2.1 Langevin- and jump-Rouse models

We consider a single tagged chain in the system. The chain consists of $N$ beads connected linearly by harmonic springs. We express the position of the $i$ -th beads as $\bm{R}_{j}$ ( $i=1,2,\dots,N$ ). The interaction energy of the chain is

\mathcal{U}(\{\bm{R}_{j}\})=\sum_{j=1}^{N-1}\frac{3k_{B}T}{2b^{2}}(\bm{R}_{j+1}-\bm{R}_{j})^{2},

(1)

where $k_{B}$ is the Boltzmann constant, $T$ is the temperature, and $b$ is the segment size. The static properties of the chain such as the equilibrium conformation is determined by the interaction energy (1). However, the dynamic properties such as the viscoelasticity is not solely determined by the interaction energy. They depend on the dynamics model.

A simple yet useful dynamics model is the Rouse model[2], where beads obey the Langevin equation[15]:

\frac{d\bm{R}_{j}(t)}{dt}=-\frac{1}{\zeta}\frac{\partial\mathcal{U}(\{\bm{R}_{j}(t)\})}{\partial\bm{R}_{j}(t)}+\bm{\xi}_{j}(t).

- _EXERCISE TASKS_
a) Copy the Rouse model section word for word from "2.1 Langevin- and" to "the dynamics model.".
b) In the Rouse model section, what connects the beads of the tagged chain?
c) Carry the Rouse model section further, starting right after the Langevin equation it ends on.
The material after this point has no connection to the Rouse model section.

- _DATA SUPPLIED_
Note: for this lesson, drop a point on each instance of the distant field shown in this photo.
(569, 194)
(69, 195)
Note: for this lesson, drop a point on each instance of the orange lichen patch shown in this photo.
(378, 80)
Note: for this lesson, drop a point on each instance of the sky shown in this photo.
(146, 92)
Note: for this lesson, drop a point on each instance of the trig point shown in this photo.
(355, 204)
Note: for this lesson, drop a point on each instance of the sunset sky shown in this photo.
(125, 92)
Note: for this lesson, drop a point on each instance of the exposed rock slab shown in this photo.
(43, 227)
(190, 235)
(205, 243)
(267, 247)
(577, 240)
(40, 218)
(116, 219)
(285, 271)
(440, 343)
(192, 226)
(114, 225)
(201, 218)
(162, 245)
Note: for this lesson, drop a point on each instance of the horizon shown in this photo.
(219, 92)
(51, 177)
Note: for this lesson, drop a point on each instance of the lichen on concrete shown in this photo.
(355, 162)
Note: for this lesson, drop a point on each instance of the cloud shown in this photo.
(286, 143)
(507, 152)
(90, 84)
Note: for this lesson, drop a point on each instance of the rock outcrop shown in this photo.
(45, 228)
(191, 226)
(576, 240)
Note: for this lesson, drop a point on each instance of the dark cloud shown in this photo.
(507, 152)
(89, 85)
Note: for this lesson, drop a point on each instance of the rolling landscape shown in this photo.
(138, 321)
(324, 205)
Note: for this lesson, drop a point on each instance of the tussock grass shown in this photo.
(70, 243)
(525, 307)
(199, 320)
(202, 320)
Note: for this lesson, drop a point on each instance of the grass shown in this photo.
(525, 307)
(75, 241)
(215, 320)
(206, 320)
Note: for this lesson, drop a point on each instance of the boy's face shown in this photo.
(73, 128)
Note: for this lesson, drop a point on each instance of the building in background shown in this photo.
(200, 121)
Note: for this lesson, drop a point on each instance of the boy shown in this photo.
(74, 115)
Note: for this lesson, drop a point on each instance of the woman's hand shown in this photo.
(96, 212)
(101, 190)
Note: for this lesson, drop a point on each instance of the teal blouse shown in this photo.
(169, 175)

- _RESPONSES PER TASK_
a)
2.1 Langevin- and jump-Rouse models

We consider a single tagged chain in the system. The chain consists of $N$ beads connected linearly by harmonic springs. We express the position of the $i$ -th beads as $\bm{R}_{j}$ ( $i=1,2,\dots,N$ ). The interaction energy of the chain is

\mathcal{U}(\{\bm{R}_{j}\})=\sum_{j=1}^{N-1}\frac{3k_{B}T}{2b^{2}}(\bm{R}_{j+1}-\bm{R}_{j})^{2},

(1)

where $k_{B}$ is the Boltzmann constant, $T$ is the temperature, and $b$ is the segment size. The static properties of the chain such as the equilibrium conformation is determined by the interaction energy (1). However, the dynamic properties such as the viscoelasticity is not solely determined by the interaction energy. They depend on the dynamics model.

b) Harmonic springs connect the beads linearly.

c)
(2)

Here, $\zeta$ is the friction coefficient for a bead, and $\bm{\xi}_{j}(t)$ is the Gaussian white noise which satisfies the fluctuation-dissipation relation. The first and second order statistical moments for $\bm{\xi}_{j}(t)$ are

\langle\bm{\xi}_{j}(t)\rangle=0,\quad\langle\bm{\xi}_{j}(t)\bm{\xi}_{k}(t^{\prime})\rangle=\frac{2k_{B}T}{\zeta}\bm{1}\delta_{jk}\delta(t-t^{\prime}),

(3)

where $\langle\dots\rangle$ represents the statistical average and $\bm{1}$ is the unit tensor. In this work, we call the Rouse model described by the Langevin equation (2) as “the Langevin-Rouse model.” The Langevin-Rouse model is known to describe the viscoelasticity of unentangled polymer melts well. The shear relaxation modulus is given as[16]

G(t)=\frac{\rho k_{B}T}{N}\sum_{p=1}^{N-1}\exp\left[-\frac{6k_{B}T}{\zeta b^{2}}4\sin^{2}\left(\frac{p\pi}{2N}\right)t\right].

(4)

Here, $\rho$ is the bead number density.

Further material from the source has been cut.